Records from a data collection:
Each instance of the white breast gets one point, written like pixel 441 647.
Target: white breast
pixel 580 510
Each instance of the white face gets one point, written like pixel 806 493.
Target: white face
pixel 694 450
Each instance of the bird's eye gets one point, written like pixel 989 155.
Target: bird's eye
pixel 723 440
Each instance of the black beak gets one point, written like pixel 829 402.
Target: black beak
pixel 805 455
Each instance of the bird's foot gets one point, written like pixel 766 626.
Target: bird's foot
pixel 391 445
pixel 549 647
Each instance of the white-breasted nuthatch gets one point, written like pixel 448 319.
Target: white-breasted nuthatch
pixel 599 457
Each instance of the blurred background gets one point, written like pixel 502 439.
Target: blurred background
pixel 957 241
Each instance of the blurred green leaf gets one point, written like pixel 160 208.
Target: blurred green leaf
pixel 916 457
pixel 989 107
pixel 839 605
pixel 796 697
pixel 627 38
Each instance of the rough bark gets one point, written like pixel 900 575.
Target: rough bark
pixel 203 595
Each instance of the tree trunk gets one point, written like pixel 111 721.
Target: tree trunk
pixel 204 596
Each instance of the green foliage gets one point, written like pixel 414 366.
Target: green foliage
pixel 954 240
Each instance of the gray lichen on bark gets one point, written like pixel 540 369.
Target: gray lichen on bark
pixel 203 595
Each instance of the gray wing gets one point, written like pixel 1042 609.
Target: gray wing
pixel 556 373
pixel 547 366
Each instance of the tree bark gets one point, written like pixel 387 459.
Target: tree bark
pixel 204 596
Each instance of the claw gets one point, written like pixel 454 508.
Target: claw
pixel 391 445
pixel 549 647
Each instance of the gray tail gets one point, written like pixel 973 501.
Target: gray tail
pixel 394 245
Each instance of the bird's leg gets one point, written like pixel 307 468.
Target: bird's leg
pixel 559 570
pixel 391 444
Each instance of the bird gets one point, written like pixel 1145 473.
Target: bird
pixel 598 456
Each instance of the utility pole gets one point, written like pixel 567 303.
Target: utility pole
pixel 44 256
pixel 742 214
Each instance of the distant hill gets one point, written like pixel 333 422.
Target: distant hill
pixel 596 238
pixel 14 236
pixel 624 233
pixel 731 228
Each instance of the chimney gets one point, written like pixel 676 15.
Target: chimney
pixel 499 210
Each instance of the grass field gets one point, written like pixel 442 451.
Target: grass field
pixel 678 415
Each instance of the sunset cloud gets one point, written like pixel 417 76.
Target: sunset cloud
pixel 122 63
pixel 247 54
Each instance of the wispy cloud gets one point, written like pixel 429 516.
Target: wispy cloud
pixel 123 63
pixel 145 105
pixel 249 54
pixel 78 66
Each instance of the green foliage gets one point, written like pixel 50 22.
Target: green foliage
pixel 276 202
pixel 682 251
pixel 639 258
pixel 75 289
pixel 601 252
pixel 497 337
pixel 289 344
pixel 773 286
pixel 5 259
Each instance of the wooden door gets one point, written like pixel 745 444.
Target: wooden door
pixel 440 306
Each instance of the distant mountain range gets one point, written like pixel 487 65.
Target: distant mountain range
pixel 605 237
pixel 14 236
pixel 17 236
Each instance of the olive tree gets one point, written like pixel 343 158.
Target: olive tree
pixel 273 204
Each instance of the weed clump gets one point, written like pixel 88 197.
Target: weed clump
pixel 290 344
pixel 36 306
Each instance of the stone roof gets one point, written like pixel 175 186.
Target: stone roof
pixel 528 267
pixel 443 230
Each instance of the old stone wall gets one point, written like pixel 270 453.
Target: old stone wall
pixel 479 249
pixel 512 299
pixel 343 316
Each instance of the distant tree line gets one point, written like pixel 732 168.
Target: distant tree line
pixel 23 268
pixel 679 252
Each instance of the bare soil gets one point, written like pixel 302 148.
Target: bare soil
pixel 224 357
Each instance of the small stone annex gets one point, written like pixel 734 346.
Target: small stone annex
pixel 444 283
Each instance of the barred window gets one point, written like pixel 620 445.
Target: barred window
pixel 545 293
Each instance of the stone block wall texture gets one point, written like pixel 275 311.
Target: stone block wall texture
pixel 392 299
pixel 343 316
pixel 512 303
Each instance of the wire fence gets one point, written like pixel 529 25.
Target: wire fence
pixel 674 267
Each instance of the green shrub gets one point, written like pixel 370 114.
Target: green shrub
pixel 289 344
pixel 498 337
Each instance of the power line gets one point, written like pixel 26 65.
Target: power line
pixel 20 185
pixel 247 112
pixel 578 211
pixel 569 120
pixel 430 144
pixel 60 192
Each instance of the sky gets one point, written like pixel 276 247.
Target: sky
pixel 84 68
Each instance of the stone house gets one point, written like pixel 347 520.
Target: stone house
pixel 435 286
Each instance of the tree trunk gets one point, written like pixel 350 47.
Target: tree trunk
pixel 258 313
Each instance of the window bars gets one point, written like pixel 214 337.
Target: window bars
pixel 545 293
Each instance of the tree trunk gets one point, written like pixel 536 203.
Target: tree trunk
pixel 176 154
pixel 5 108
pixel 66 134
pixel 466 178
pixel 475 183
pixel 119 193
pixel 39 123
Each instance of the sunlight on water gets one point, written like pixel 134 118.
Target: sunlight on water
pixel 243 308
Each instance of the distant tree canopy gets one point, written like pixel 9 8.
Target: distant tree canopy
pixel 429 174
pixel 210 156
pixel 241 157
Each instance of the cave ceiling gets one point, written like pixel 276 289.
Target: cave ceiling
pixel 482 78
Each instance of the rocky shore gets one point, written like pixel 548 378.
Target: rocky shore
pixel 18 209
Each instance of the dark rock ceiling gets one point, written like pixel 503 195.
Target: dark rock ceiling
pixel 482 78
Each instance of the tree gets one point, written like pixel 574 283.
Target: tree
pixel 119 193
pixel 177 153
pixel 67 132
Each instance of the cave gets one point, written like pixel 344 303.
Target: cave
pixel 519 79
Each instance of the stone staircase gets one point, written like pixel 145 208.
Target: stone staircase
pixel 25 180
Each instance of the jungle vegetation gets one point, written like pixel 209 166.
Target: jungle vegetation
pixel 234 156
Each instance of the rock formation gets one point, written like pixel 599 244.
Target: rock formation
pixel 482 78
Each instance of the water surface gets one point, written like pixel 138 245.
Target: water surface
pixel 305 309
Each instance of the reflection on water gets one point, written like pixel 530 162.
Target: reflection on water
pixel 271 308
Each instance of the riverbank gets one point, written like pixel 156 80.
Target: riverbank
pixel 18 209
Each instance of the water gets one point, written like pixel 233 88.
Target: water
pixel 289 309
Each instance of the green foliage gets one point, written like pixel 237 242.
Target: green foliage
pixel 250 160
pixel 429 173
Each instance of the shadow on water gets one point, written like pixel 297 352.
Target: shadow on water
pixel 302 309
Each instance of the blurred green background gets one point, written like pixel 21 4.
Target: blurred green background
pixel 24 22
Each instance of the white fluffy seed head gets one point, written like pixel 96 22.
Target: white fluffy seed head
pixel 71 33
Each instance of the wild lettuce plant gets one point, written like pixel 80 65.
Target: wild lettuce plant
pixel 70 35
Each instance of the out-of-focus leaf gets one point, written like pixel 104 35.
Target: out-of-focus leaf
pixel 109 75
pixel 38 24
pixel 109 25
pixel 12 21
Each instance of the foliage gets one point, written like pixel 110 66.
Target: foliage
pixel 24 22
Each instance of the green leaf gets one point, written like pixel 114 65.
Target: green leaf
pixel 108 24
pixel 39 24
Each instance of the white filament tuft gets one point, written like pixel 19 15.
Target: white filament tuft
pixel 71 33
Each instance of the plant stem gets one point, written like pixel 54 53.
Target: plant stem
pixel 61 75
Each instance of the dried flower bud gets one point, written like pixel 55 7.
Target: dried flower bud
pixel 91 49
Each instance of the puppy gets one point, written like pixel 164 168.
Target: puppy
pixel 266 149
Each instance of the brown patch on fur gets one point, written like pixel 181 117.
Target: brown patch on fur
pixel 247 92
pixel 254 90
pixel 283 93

• YOUR TASK: Please copy only the lines from the one with "Target: puppy" through the final line of the records above, both ends included.

• RESULT OF THIS TASK:
Target: puppy
pixel 266 149
Each instance of the brown patch on fur gets one point, written like pixel 181 117.
Target: brown patch on fur
pixel 247 92
pixel 254 90
pixel 283 93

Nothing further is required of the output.